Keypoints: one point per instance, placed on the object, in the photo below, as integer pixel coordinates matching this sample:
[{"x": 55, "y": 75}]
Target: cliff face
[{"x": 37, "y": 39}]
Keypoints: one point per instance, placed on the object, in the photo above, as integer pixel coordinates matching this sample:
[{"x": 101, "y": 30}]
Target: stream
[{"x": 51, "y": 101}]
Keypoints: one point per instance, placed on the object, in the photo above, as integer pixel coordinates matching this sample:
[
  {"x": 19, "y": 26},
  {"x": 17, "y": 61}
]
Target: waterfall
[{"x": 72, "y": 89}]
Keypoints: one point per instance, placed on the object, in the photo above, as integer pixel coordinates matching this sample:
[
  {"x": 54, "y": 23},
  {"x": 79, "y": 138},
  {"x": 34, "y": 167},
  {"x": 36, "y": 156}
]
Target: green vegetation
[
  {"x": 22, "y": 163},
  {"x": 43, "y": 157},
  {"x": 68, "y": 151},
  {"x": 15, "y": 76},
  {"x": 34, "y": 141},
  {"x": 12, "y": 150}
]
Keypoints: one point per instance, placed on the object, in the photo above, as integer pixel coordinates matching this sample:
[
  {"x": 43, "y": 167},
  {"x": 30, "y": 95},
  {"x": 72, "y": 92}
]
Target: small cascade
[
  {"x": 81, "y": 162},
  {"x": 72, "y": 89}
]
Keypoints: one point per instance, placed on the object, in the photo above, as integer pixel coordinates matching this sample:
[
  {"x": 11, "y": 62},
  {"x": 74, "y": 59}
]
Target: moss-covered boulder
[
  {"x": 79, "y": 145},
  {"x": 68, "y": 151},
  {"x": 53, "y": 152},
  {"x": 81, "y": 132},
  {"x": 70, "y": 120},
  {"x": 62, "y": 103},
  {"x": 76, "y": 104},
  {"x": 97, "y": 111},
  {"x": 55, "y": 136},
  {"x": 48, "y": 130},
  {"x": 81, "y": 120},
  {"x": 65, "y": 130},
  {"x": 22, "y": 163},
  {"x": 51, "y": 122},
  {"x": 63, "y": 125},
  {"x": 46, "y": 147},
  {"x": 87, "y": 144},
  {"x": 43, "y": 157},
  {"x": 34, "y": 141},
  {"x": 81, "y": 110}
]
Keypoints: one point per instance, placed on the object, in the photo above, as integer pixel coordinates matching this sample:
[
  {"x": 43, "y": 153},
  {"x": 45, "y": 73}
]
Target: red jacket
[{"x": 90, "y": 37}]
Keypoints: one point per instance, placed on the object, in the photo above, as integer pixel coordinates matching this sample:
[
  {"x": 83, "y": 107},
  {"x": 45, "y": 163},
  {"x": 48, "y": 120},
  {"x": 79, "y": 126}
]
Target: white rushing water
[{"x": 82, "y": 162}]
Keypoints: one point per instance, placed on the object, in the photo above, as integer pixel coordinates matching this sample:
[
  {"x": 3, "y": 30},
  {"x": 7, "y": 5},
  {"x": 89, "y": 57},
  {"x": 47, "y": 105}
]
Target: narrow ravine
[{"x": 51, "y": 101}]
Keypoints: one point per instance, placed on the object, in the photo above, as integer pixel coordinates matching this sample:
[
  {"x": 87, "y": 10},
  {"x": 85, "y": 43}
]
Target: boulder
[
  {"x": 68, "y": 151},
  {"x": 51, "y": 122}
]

• TO BE DONE:
Exact output of every entry is required.

• CORRECT RESULT:
Keypoints: one point per instance, placed on the object, in the photo below, as integer pixel coordinates matching this sample:
[{"x": 55, "y": 75}]
Target: cliff face
[{"x": 37, "y": 39}]
Keypoints: one point per instance, placed on the object, in the photo above, as integer pixel coordinates matching this sample:
[{"x": 101, "y": 30}]
Target: stream
[{"x": 51, "y": 101}]
Keypoints: one point per instance, placed on the object, in the photo above, as integer pixel coordinates matching this sample:
[
  {"x": 19, "y": 26},
  {"x": 17, "y": 61}
]
Target: waterfall
[{"x": 72, "y": 89}]
Keypoints: one point per instance, placed on the object, in the photo above, as integer pixel coordinates matching this sample:
[
  {"x": 54, "y": 23},
  {"x": 79, "y": 138},
  {"x": 34, "y": 167},
  {"x": 36, "y": 156}
]
Target: green vegetation
[
  {"x": 22, "y": 163},
  {"x": 43, "y": 157},
  {"x": 68, "y": 151},
  {"x": 15, "y": 76},
  {"x": 34, "y": 141},
  {"x": 12, "y": 150}
]
Keypoints: one point per instance, placed on the object, in the photo above, as integer pixel coordinates matching this sample:
[
  {"x": 43, "y": 167},
  {"x": 30, "y": 95},
  {"x": 72, "y": 92}
]
Target: small cascade
[
  {"x": 81, "y": 162},
  {"x": 72, "y": 89}
]
Keypoints: one point per instance, placed on the object, in the photo above, as integer pixel coordinates matching this sample:
[
  {"x": 11, "y": 62},
  {"x": 74, "y": 59}
]
Target: moss-covered boulder
[
  {"x": 79, "y": 145},
  {"x": 68, "y": 151},
  {"x": 53, "y": 152},
  {"x": 81, "y": 132},
  {"x": 70, "y": 120},
  {"x": 62, "y": 103},
  {"x": 76, "y": 104},
  {"x": 97, "y": 111},
  {"x": 55, "y": 136},
  {"x": 48, "y": 130},
  {"x": 81, "y": 120},
  {"x": 65, "y": 130},
  {"x": 22, "y": 163},
  {"x": 51, "y": 122},
  {"x": 63, "y": 125},
  {"x": 46, "y": 147},
  {"x": 87, "y": 144},
  {"x": 43, "y": 157},
  {"x": 34, "y": 141},
  {"x": 81, "y": 110}
]
Keypoints: one point per instance, placed on the object, in the photo above, as integer pixel coordinates matching this sample:
[
  {"x": 43, "y": 153},
  {"x": 45, "y": 73}
]
Target: red jacket
[{"x": 90, "y": 37}]
Keypoints: one point per instance, placed on the object, in the photo above, as integer pixel coordinates matching this sample:
[
  {"x": 83, "y": 107},
  {"x": 45, "y": 163},
  {"x": 48, "y": 120},
  {"x": 79, "y": 126}
]
Target: white rushing water
[{"x": 82, "y": 162}]
Keypoints: one point per instance, placed on the object, in the photo above, as integer pixel coordinates matching this sample:
[
  {"x": 3, "y": 30},
  {"x": 7, "y": 5},
  {"x": 89, "y": 57},
  {"x": 47, "y": 105}
]
Target: narrow ravine
[{"x": 51, "y": 101}]
Keypoints: one point per instance, placed on the object, in the photo above, as integer pixel coordinates matching this sample:
[
  {"x": 87, "y": 10},
  {"x": 85, "y": 43}
]
Target: boulder
[
  {"x": 68, "y": 151},
  {"x": 51, "y": 122}
]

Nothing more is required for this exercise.